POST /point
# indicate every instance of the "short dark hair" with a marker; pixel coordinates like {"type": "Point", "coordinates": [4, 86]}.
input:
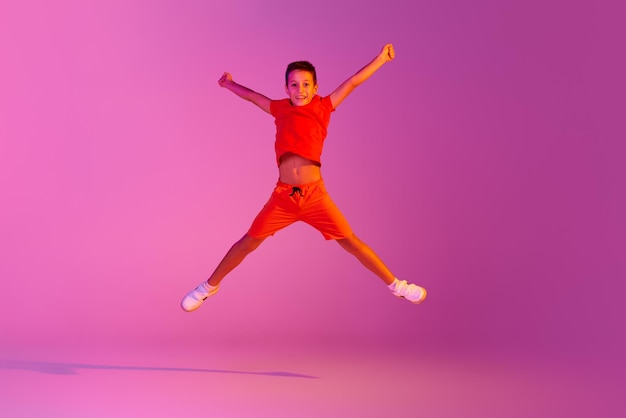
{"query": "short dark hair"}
{"type": "Point", "coordinates": [302, 66]}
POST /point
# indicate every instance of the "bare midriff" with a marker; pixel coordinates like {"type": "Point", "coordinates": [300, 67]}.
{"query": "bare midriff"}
{"type": "Point", "coordinates": [294, 169]}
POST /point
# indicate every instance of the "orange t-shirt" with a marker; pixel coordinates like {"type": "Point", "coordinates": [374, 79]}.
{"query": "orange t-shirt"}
{"type": "Point", "coordinates": [301, 129]}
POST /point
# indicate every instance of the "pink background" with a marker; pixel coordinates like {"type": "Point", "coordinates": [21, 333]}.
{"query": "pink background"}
{"type": "Point", "coordinates": [485, 163]}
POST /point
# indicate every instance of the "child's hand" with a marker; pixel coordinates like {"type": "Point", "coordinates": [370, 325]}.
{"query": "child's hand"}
{"type": "Point", "coordinates": [224, 78]}
{"type": "Point", "coordinates": [387, 53]}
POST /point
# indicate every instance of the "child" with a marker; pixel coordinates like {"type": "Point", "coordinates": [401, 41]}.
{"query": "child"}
{"type": "Point", "coordinates": [301, 123]}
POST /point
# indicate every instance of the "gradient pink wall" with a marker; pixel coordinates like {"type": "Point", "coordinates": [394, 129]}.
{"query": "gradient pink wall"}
{"type": "Point", "coordinates": [485, 162]}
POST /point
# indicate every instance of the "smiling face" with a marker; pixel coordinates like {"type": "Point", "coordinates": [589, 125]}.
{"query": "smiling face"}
{"type": "Point", "coordinates": [301, 87]}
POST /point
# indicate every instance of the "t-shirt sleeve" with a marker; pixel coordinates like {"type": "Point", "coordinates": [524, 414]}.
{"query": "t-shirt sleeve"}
{"type": "Point", "coordinates": [328, 105]}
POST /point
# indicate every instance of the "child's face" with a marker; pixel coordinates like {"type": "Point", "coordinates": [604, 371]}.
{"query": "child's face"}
{"type": "Point", "coordinates": [300, 87]}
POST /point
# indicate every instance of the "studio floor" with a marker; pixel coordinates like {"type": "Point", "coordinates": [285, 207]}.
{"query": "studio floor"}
{"type": "Point", "coordinates": [253, 380]}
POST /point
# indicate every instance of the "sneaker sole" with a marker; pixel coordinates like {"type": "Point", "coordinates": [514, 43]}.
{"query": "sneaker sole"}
{"type": "Point", "coordinates": [420, 300]}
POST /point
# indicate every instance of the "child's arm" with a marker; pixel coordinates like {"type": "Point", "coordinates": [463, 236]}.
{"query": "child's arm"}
{"type": "Point", "coordinates": [245, 93]}
{"type": "Point", "coordinates": [341, 92]}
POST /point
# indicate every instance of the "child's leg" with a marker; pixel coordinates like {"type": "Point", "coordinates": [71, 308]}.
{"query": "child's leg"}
{"type": "Point", "coordinates": [234, 257]}
{"type": "Point", "coordinates": [367, 257]}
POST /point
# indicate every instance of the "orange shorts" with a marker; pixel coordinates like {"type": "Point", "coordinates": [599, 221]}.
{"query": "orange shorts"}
{"type": "Point", "coordinates": [308, 203]}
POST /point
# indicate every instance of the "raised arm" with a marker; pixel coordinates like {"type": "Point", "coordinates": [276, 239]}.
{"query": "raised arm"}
{"type": "Point", "coordinates": [341, 92]}
{"type": "Point", "coordinates": [245, 93]}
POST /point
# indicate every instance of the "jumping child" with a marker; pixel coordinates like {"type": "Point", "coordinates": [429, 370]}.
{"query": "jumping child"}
{"type": "Point", "coordinates": [301, 123]}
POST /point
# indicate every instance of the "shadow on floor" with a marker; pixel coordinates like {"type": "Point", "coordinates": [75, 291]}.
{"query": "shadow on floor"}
{"type": "Point", "coordinates": [71, 368]}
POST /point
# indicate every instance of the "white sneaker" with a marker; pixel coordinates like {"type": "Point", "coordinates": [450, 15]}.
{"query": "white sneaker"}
{"type": "Point", "coordinates": [411, 292]}
{"type": "Point", "coordinates": [194, 299]}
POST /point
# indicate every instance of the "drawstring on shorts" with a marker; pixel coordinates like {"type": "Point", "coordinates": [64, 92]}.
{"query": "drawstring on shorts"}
{"type": "Point", "coordinates": [295, 190]}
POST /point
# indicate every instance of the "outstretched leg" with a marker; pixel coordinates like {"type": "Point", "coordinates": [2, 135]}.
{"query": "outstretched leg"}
{"type": "Point", "coordinates": [232, 259]}
{"type": "Point", "coordinates": [367, 257]}
{"type": "Point", "coordinates": [370, 259]}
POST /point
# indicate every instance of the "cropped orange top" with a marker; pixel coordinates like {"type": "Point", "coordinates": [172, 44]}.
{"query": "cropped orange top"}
{"type": "Point", "coordinates": [301, 129]}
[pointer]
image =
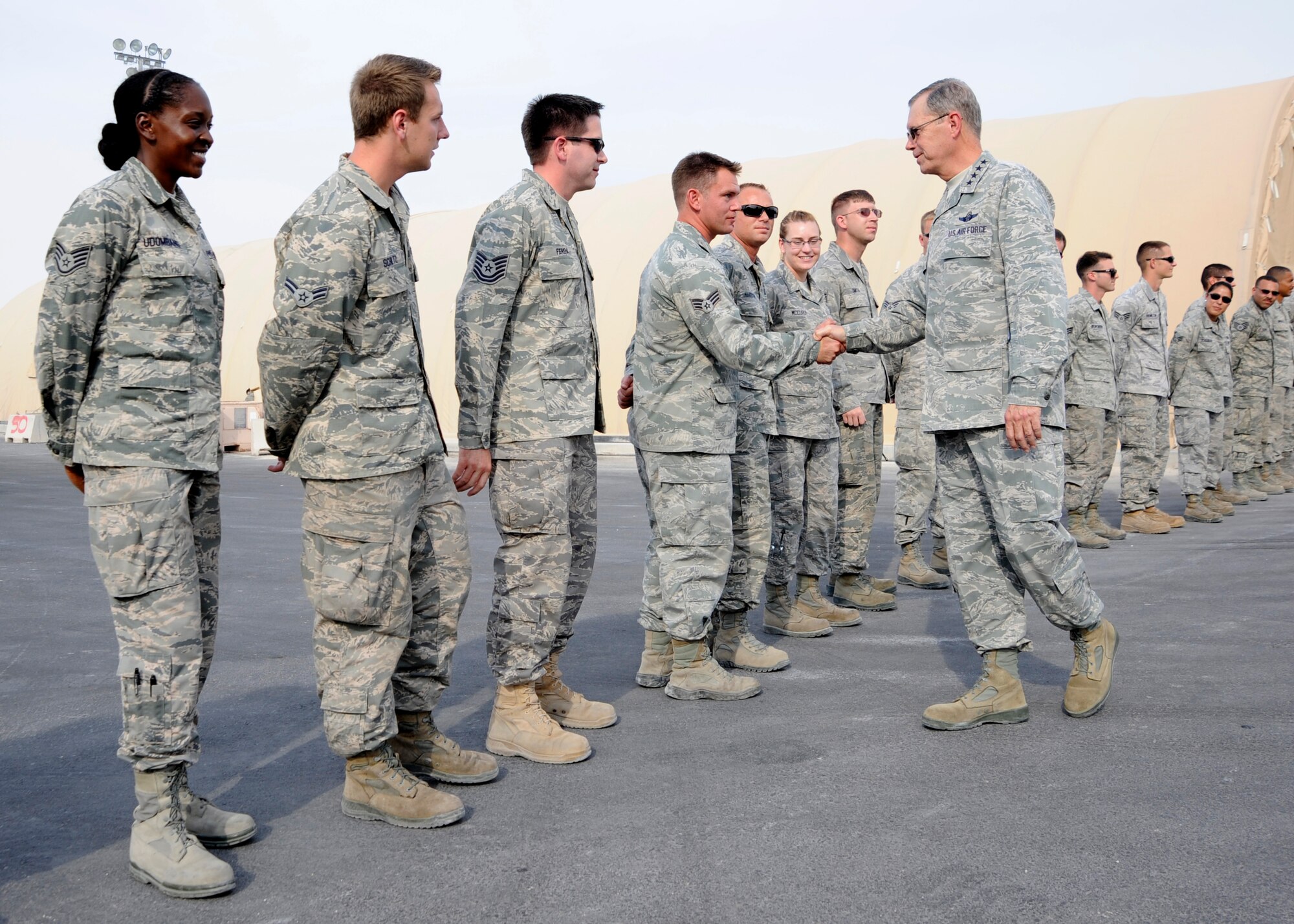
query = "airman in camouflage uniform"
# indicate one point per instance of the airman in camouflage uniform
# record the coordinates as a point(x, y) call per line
point(1139, 335)
point(385, 542)
point(1253, 372)
point(992, 247)
point(1090, 403)
point(1199, 379)
point(127, 363)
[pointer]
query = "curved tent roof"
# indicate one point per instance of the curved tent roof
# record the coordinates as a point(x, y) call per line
point(1150, 169)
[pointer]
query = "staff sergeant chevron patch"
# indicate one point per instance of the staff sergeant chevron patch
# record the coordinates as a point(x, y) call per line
point(490, 270)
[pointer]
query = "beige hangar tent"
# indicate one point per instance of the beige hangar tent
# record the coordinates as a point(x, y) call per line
point(1139, 170)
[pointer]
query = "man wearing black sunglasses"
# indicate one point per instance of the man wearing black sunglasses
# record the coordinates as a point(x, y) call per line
point(1141, 327)
point(530, 402)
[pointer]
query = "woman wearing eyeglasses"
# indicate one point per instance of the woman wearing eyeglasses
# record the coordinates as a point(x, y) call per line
point(1199, 382)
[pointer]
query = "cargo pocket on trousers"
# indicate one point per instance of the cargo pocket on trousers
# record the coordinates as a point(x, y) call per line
point(345, 565)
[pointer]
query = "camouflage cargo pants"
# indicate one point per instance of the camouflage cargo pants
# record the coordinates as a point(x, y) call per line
point(386, 567)
point(1252, 416)
point(690, 513)
point(1145, 438)
point(860, 491)
point(752, 522)
point(1002, 511)
point(803, 485)
point(1200, 438)
point(1091, 441)
point(544, 496)
point(156, 538)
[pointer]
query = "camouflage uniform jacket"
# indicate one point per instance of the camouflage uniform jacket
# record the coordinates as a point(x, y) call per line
point(992, 307)
point(129, 332)
point(804, 397)
point(906, 367)
point(848, 296)
point(1253, 355)
point(1090, 368)
point(342, 362)
point(526, 335)
point(1139, 335)
point(755, 403)
point(1199, 368)
point(689, 331)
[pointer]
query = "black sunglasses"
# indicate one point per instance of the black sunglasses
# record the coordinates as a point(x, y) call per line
point(597, 144)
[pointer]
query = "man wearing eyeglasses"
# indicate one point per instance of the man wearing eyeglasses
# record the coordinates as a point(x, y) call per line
point(861, 386)
point(529, 391)
point(1253, 372)
point(993, 313)
point(1090, 403)
point(1199, 377)
point(1141, 328)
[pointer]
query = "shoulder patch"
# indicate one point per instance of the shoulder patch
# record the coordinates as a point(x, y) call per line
point(707, 305)
point(303, 297)
point(490, 270)
point(68, 262)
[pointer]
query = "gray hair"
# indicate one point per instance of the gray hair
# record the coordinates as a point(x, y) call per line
point(952, 96)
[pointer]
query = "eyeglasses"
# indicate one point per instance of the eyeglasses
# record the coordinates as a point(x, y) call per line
point(914, 133)
point(597, 144)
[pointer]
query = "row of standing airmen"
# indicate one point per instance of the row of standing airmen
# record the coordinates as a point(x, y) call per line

—————

• What the exercise asks: Show every line of the records above that contains the word "pink", treating uppercase and lowercase as distinct.

• Result of this exercise:
# indicate every instance of the "pink background" with a marker; pixel coordinates like {"type": "Point", "coordinates": [21, 333]}.
{"query": "pink background"}
# indicate every instance of the "gradient pink wall" with a marker; pixel coordinates like {"type": "Point", "coordinates": [394, 129]}.
{"query": "gradient pink wall"}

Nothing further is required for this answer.